▶ [WORK TO COMPLETE]:
a) List every option passed to gcc in the linking command of the sysimage tutorial.
b) In the sysimage tutorial, why is all the code executed by julia_main placed inside a try-catch block?
c) Extend the sysimage tutorial with its next passage, beginning after its last sentence.

Base.@ccallable function julia_main()::Cint
    try
        real_main()
    catch
        Base.invokelatest(Base.display_error, Base.catch_stack())
        return 1
    end
    return 0
end

function real_main()
    for file in ARGS
        if !isfile(file)
            error("could not find file $file")
        end
        df = CSV.read(file)
        println(file, ": ", size(df, 1), "x", size(df, 2))
    end
end

if abspath(PROGRAM_FILE) == @__FILE__
    real_main()
end

end # module

The function julia_main has been annotated with Base.@ccallable which means that a function with the unmangled name will appear in the sysimage. This function is just a small wrapper function that calls out to real_main which does the actual work. All the code that is executed is put inside a try-catch block since the error will otherwise happen in the C-code where the backtrace is not very good

To facilitate testing, we check if the file was directly executed and in that case, run the main function. We can test (and time) the script on the sample CSV file from the first tutorial

❯ time julia MyApp.jl FL_insurance_sample.csv
FL_insurance_sample.csv: 36634x18
julia MyApp.jl FL_insurance_sample.csv  12.51s user 0.38s system 104% cpu 12.385 total

Create the sysimage

As in the previous tutorial, we do a "sample run" of our app to record what functions end up getting compiled. Here, we simply run the app on the sample CSV file since that should give good "coverage":

julia --startup-file=no --trace-compile=app_precompile.jl MyApp.jl "FL_insurance_sample.csv"

The custom_sysimage.jl script look similar to before with the exception that we added an include of the app file inside the anonymous module where the precompilation statements are evaluated in:

Base.init_depot_path()
Base.init_load_path()

@eval Module() begin
    Base.include(@__MODULE__, "MyApp.jl")
    for (pkgid, mod) in Base.loaded_modules
        if !(pkgid.name in ("Main", "Core", "Base"))
            eval(@__MODULE__, :(const $(Symbol(mod)) = $mod))
        end
    end
    for statement in readlines("app_precompile.jl")
        try
            Base.include_string(@__MODULE__, statement)
        catch
            # See julia issue #28808
            Core.println("failed to compile statement: ", statement)
        end
    end
end # module

empty!(LOAD_PATH)
empty!(DEPOT_PATH)

The sysimage is then created as before:

❯ julia --startup-file=no -J"/home/kc/julia/lib/julia/sys.so" --output-o sys.o custom_sysimage.jl

❯ gcc -shared -o sys.so -fPIC -Wl,--whole-archive sys.o -Wl,--no-whole-archive -L"/home/kc/julia/lib" -ljulia

Windows-specific flags

For Windows we need to tell the linker to export all symbols via the flag -Wl,--export-all-symbols. Otherwise, the linker will fail to find julia_main when we build the executable.

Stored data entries

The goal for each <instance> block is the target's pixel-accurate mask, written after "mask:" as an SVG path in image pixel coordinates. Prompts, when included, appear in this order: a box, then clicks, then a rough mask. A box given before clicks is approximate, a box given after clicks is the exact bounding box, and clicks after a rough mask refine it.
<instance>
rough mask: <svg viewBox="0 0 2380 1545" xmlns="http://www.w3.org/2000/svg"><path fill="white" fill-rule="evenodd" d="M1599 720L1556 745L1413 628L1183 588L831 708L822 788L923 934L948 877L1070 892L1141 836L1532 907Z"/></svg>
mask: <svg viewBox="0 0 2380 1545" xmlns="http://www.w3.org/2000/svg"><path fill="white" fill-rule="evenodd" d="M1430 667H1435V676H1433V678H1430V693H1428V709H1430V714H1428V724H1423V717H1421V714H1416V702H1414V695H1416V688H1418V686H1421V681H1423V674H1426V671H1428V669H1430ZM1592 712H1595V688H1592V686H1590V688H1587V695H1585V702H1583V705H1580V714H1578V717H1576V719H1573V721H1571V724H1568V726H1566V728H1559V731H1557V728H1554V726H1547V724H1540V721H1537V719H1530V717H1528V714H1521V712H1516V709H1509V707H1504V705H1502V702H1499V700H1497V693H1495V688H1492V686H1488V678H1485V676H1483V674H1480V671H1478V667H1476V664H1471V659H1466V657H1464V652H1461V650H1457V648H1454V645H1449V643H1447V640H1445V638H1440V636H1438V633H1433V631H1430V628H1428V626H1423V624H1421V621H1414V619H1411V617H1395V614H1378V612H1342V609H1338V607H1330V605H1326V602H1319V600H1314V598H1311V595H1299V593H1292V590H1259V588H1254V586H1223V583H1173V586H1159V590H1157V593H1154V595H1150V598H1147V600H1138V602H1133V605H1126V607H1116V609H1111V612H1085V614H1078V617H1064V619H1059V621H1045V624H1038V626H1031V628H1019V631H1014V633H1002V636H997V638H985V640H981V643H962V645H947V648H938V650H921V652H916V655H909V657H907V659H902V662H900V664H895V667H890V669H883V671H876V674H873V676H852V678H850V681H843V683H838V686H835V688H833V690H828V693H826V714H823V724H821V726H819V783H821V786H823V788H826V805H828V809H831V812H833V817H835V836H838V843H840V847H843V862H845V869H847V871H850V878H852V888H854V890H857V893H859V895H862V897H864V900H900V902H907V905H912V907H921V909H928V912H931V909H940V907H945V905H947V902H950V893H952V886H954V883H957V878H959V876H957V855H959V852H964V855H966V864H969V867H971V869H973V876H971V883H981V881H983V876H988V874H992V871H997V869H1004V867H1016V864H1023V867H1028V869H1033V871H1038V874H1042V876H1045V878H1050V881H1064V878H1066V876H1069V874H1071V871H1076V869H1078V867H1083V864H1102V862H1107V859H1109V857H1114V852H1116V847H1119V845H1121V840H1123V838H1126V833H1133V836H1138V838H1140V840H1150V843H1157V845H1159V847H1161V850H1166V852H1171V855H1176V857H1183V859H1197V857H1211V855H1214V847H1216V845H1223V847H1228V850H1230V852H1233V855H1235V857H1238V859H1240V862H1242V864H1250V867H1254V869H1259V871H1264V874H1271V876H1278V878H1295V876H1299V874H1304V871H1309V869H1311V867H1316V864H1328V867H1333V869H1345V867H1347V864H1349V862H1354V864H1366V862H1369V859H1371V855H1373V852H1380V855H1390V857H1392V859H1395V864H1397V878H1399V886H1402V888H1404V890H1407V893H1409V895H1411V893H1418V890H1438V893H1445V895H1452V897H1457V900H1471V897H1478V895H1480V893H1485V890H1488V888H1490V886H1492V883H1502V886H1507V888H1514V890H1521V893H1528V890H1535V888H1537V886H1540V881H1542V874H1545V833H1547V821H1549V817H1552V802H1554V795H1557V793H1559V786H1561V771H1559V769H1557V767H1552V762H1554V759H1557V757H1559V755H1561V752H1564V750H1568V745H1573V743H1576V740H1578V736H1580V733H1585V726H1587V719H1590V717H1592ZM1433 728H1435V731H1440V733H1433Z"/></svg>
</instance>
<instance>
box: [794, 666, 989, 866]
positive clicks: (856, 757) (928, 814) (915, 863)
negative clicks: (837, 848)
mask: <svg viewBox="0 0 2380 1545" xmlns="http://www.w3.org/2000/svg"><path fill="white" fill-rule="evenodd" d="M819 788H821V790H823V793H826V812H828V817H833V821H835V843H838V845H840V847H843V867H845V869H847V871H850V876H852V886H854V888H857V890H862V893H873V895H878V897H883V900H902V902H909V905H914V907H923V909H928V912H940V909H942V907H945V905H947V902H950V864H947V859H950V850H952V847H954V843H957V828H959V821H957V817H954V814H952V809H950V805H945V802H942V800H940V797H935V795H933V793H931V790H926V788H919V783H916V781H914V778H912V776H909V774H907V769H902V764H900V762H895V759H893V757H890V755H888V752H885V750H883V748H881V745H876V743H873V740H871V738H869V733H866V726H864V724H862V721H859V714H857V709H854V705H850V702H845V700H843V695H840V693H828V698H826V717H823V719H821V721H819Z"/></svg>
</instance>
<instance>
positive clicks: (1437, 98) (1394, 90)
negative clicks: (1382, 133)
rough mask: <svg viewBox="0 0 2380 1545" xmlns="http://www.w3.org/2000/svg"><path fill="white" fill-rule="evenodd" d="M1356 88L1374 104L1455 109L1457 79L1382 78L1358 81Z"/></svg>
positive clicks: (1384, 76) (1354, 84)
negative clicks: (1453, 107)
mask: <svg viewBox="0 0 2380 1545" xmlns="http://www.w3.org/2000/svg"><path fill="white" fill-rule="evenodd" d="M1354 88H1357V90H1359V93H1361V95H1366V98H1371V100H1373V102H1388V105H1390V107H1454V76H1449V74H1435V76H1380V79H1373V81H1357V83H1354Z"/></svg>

▶ [TASK ANSWERS]:
a)
-shared
-o sys.so
-fPIC
-Wl,--whole-archive
-Wl,--no-whole-archive
-L"/home/kc/julia/lib"
-ljulia

b) Without the try-catch block, an error would occur in the C code. The backtrace there is not very good.

c)
Creating the executable

Embedding code

The embedding script is the "driver" of the app. It initializes the julia runtime, does some other initialization, calls into our julia_main and then does some cleanup when it returns. We can borrow a lot for this embedding script from the embedding manual there are however some things we ne ed to set up "manually" that Julia usually does by itself when starting Julia. This includes assigning the PROGRAM_FILE variable as well as updating Base.ARGS to contain the correct values. The script MyApp.c ends up looking like:

// Standard headers
#include <string.h>
#include <stdint.h>

// Julia headers (for initialization and gc commands)
#include "uv.h"
#include "julia.h"

JULIA_DEFINE_FAST_TLS()

// Forward declare C prototype of the C entry point in our application
int julia_main();

int main(int argc, char *argv[])
{
    uv_setup_args(argc, argv);

    // JULIAC_PROGRAM_LIBNAME defined on command-line for compilation
    jl_options.image_file = JULIAC_PROGRAM_LIBNAME;
    julia_init(JL_IMAGE_JULIA_HOME);

    // Initialize Core.ARGS with the full argv.
    jl_set_ARGS(argc, argv);

    // Set PROGRAM_FILE to argv[0].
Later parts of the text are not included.